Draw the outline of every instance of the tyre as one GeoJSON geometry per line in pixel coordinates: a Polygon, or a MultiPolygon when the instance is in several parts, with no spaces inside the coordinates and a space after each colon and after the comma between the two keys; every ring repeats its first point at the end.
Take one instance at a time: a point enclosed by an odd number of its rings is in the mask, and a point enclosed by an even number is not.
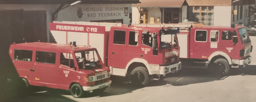
{"type": "Polygon", "coordinates": [[[218,59],[214,61],[212,66],[212,72],[221,76],[228,75],[230,72],[227,61],[224,59],[218,59]]]}
{"type": "Polygon", "coordinates": [[[73,97],[75,98],[81,98],[84,93],[84,90],[80,84],[74,84],[71,86],[70,93],[73,97]]]}
{"type": "Polygon", "coordinates": [[[28,88],[29,87],[29,82],[28,82],[28,81],[27,81],[26,79],[25,78],[22,78],[22,80],[23,81],[23,82],[25,82],[26,88],[28,88]]]}
{"type": "Polygon", "coordinates": [[[137,86],[146,86],[149,83],[148,69],[143,67],[137,67],[131,72],[131,81],[137,86]]]}

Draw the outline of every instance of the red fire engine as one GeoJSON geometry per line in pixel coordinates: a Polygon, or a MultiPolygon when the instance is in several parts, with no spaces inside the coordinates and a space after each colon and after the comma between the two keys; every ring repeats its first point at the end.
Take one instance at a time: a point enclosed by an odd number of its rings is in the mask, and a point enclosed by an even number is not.
{"type": "Polygon", "coordinates": [[[100,26],[80,22],[50,23],[54,39],[51,40],[66,44],[75,40],[80,45],[97,48],[103,57],[104,64],[110,68],[111,74],[126,76],[138,85],[146,86],[150,78],[163,79],[166,74],[180,69],[180,47],[176,36],[178,31],[109,24],[102,23],[108,26],[100,26]],[[164,35],[172,39],[161,38],[164,35]]]}
{"type": "Polygon", "coordinates": [[[245,27],[235,27],[234,25],[231,27],[203,26],[196,24],[134,26],[180,27],[180,34],[177,35],[183,68],[212,68],[209,69],[214,71],[220,71],[221,74],[226,75],[231,68],[244,68],[250,63],[250,54],[253,46],[245,27]]]}
{"type": "MultiPolygon", "coordinates": [[[[73,97],[84,91],[104,91],[110,86],[110,69],[96,48],[46,42],[12,44],[9,54],[26,84],[65,90],[73,97]]],[[[27,89],[29,90],[31,89],[27,89]]]]}

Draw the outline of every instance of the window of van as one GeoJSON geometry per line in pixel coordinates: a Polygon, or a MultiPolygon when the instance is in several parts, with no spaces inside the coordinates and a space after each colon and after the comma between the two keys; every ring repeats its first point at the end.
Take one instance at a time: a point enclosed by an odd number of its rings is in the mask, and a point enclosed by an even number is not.
{"type": "Polygon", "coordinates": [[[55,64],[56,52],[36,51],[35,62],[55,64]]]}
{"type": "Polygon", "coordinates": [[[211,31],[211,42],[215,42],[218,41],[218,34],[219,32],[218,31],[211,31]]]}
{"type": "Polygon", "coordinates": [[[70,68],[75,68],[75,63],[72,54],[61,53],[60,57],[61,65],[70,67],[70,68]]]}
{"type": "Polygon", "coordinates": [[[195,41],[206,42],[207,40],[207,31],[196,31],[195,41]]]}
{"type": "Polygon", "coordinates": [[[31,62],[32,61],[32,50],[14,49],[13,60],[15,60],[31,62]]]}
{"type": "Polygon", "coordinates": [[[125,31],[114,31],[114,44],[125,45],[125,31]]]}

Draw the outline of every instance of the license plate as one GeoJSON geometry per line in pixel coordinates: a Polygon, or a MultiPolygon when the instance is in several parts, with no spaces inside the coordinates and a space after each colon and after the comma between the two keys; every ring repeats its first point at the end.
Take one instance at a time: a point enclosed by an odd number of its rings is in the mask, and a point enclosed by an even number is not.
{"type": "Polygon", "coordinates": [[[106,85],[101,85],[101,86],[100,86],[99,87],[99,88],[105,88],[105,86],[106,86],[106,85]]]}

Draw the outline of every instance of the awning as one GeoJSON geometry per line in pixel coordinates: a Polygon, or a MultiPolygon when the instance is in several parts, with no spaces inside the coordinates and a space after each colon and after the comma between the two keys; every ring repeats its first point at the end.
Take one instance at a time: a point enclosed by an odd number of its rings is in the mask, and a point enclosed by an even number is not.
{"type": "Polygon", "coordinates": [[[140,0],[141,3],[133,3],[133,7],[181,8],[185,0],[140,0]]]}

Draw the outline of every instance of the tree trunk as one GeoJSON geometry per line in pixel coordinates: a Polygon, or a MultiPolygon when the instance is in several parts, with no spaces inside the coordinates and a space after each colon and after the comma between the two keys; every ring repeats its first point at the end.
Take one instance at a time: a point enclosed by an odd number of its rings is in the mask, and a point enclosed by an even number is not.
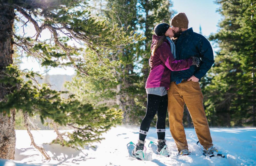
{"type": "MultiPolygon", "coordinates": [[[[13,8],[0,4],[0,72],[12,63],[14,18],[13,8]]],[[[4,96],[11,92],[8,88],[8,85],[0,85],[0,101],[4,101],[4,96]]],[[[14,110],[11,110],[9,115],[4,112],[0,113],[0,158],[14,159],[16,142],[15,117],[14,110]]]]}

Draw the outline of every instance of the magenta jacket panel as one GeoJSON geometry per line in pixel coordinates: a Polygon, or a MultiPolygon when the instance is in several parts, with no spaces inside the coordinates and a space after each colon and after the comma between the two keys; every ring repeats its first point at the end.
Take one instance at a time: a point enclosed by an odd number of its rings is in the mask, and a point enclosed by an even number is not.
{"type": "MultiPolygon", "coordinates": [[[[151,48],[161,37],[153,35],[151,48]]],[[[192,65],[192,58],[176,60],[171,50],[170,43],[166,40],[151,56],[153,63],[146,82],[146,88],[164,87],[169,87],[171,71],[184,70],[192,65]]]]}

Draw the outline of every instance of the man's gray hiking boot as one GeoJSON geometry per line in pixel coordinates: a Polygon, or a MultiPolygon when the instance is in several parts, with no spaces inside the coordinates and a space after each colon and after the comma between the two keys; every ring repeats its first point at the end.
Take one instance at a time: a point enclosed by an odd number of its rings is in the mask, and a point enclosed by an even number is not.
{"type": "Polygon", "coordinates": [[[144,144],[146,141],[142,141],[140,140],[138,140],[138,143],[136,145],[136,147],[132,150],[132,157],[140,160],[145,160],[145,154],[143,150],[144,149],[144,144]]]}
{"type": "Polygon", "coordinates": [[[182,149],[179,152],[179,155],[191,155],[191,153],[188,149],[182,149]]]}
{"type": "Polygon", "coordinates": [[[163,155],[165,157],[170,156],[169,152],[167,150],[167,145],[165,144],[166,140],[157,140],[157,150],[156,153],[159,155],[163,155]]]}
{"type": "Polygon", "coordinates": [[[204,151],[206,155],[217,155],[218,150],[213,147],[211,147],[207,149],[204,148],[204,151]]]}

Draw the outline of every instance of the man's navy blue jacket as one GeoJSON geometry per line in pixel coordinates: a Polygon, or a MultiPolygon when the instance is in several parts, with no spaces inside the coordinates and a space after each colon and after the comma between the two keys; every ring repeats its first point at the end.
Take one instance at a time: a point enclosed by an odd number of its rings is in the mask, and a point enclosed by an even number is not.
{"type": "Polygon", "coordinates": [[[202,35],[194,32],[190,28],[182,32],[174,42],[177,60],[194,56],[201,57],[202,62],[199,67],[193,65],[186,70],[172,71],[171,81],[186,80],[193,75],[200,80],[214,63],[212,49],[209,41],[202,35]]]}

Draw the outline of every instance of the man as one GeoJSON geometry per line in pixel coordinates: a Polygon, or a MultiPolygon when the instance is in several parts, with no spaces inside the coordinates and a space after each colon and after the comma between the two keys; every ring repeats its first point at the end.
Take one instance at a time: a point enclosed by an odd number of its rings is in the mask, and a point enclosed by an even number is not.
{"type": "Polygon", "coordinates": [[[176,59],[192,56],[201,58],[199,67],[191,66],[186,70],[172,71],[168,90],[168,113],[170,130],[181,155],[190,155],[188,151],[182,118],[186,104],[194,123],[199,141],[207,154],[217,152],[213,147],[209,126],[203,105],[203,96],[198,82],[214,63],[212,49],[203,35],[188,29],[188,20],[184,13],[175,16],[171,21],[174,34],[176,59]]]}

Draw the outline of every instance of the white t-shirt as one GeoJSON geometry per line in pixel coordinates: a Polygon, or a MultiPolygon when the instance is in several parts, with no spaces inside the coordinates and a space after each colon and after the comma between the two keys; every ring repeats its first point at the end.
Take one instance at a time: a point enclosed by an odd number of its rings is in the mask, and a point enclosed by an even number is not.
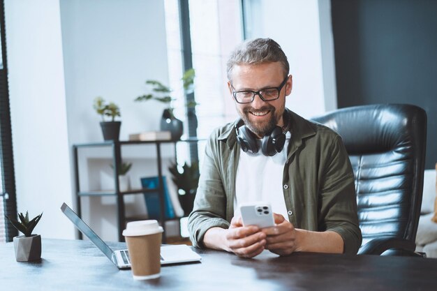
{"type": "Polygon", "coordinates": [[[235,216],[240,215],[239,204],[262,201],[272,205],[273,212],[282,214],[288,220],[282,178],[290,136],[287,133],[283,149],[273,156],[262,154],[261,140],[257,140],[260,149],[258,153],[245,153],[241,150],[235,179],[235,216]]]}

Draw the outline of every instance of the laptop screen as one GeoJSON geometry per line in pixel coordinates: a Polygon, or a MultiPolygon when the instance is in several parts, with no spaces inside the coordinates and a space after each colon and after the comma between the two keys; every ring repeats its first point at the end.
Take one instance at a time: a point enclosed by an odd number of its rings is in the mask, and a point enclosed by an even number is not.
{"type": "Polygon", "coordinates": [[[62,210],[62,212],[64,212],[68,219],[70,219],[71,222],[76,225],[76,227],[77,227],[82,233],[85,234],[90,241],[94,242],[94,244],[111,260],[111,262],[113,262],[112,250],[106,244],[105,244],[102,239],[96,234],[96,232],[94,232],[93,230],[89,227],[89,226],[87,225],[87,224],[82,219],[80,219],[79,216],[77,216],[77,214],[76,214],[75,211],[71,209],[71,208],[68,207],[68,205],[63,203],[61,207],[61,210],[62,210]]]}

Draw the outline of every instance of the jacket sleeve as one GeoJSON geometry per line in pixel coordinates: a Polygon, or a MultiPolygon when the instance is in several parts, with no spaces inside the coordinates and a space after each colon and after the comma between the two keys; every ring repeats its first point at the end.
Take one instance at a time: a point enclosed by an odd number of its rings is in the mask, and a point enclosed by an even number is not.
{"type": "Polygon", "coordinates": [[[203,237],[211,227],[228,228],[226,195],[219,171],[217,137],[212,134],[207,144],[194,207],[188,216],[188,227],[194,246],[203,248],[203,237]]]}
{"type": "Polygon", "coordinates": [[[344,242],[345,253],[356,254],[361,246],[362,234],[358,223],[357,195],[353,171],[341,137],[335,135],[326,149],[320,189],[321,207],[319,229],[339,234],[344,242]]]}

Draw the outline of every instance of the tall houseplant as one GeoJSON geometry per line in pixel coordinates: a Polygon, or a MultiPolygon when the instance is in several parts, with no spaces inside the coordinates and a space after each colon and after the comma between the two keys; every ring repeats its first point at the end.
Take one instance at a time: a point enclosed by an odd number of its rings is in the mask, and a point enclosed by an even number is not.
{"type": "Polygon", "coordinates": [[[40,214],[29,220],[27,211],[25,216],[22,213],[18,214],[20,221],[6,216],[18,231],[24,234],[13,238],[15,260],[17,262],[34,261],[41,258],[41,236],[33,234],[32,232],[42,216],[43,214],[40,214]]]}
{"type": "MultiPolygon", "coordinates": [[[[114,169],[113,165],[110,165],[110,166],[114,169]]],[[[131,189],[131,180],[129,179],[129,176],[128,176],[128,172],[131,170],[132,167],[132,163],[121,163],[120,165],[120,168],[119,169],[119,188],[121,192],[124,192],[129,191],[131,189]]]]}
{"type": "MultiPolygon", "coordinates": [[[[186,94],[193,92],[195,71],[191,68],[187,70],[183,75],[181,80],[186,94]]],[[[165,104],[165,109],[163,112],[161,121],[161,130],[169,130],[172,135],[172,140],[179,140],[184,133],[182,121],[177,119],[174,114],[175,107],[173,105],[176,98],[172,96],[173,90],[168,86],[164,85],[159,81],[148,80],[146,84],[150,86],[151,93],[137,97],[135,101],[147,101],[155,100],[165,104]]],[[[194,101],[188,103],[186,105],[188,108],[194,107],[197,103],[194,101]]]]}
{"type": "Polygon", "coordinates": [[[184,214],[188,216],[193,211],[194,198],[199,184],[199,163],[192,162],[191,165],[186,163],[179,167],[177,164],[170,165],[168,170],[172,174],[172,181],[178,189],[178,198],[184,214]]]}
{"type": "Polygon", "coordinates": [[[102,97],[96,97],[93,107],[102,117],[100,126],[105,140],[119,140],[121,121],[116,121],[115,117],[120,117],[120,109],[114,103],[106,103],[102,97]],[[110,121],[108,121],[108,119],[110,121]]]}

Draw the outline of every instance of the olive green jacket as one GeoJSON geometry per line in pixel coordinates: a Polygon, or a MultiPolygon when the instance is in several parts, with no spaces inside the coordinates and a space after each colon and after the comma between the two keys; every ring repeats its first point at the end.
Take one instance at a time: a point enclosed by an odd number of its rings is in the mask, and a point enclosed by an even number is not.
{"type": "MultiPolygon", "coordinates": [[[[353,172],[340,136],[326,126],[290,116],[291,139],[283,170],[283,192],[295,227],[331,230],[344,241],[344,253],[357,253],[358,226],[353,172]]],[[[234,123],[216,129],[205,149],[188,230],[203,247],[209,228],[228,228],[234,216],[235,176],[240,154],[234,123]]]]}

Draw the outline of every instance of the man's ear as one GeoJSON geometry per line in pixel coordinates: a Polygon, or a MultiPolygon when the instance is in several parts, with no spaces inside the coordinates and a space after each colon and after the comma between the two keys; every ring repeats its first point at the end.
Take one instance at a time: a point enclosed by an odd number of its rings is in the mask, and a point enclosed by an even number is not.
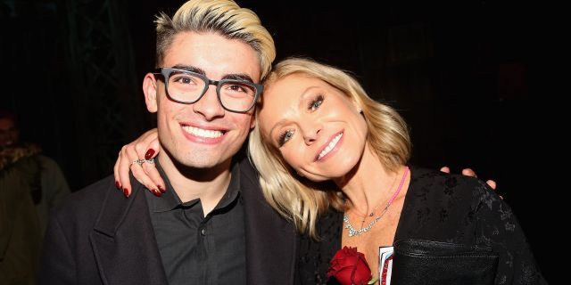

◆ ◆ ◆ ◆ ◆ ◆ ◆

### EXERCISE DIRECTIONS
Return every line of the listing above that contains the word "trunk".

### REPLY
Draw the outline of every instance of the tree trunk as one GeoJSON geometry per line in pixel coordinates: a Polygon, or a MultiPolygon when the instance is in several parts, with no spaces inside the coordinates and a space after each colon and after the comma between the two keys; every ring repeats its first point at the end.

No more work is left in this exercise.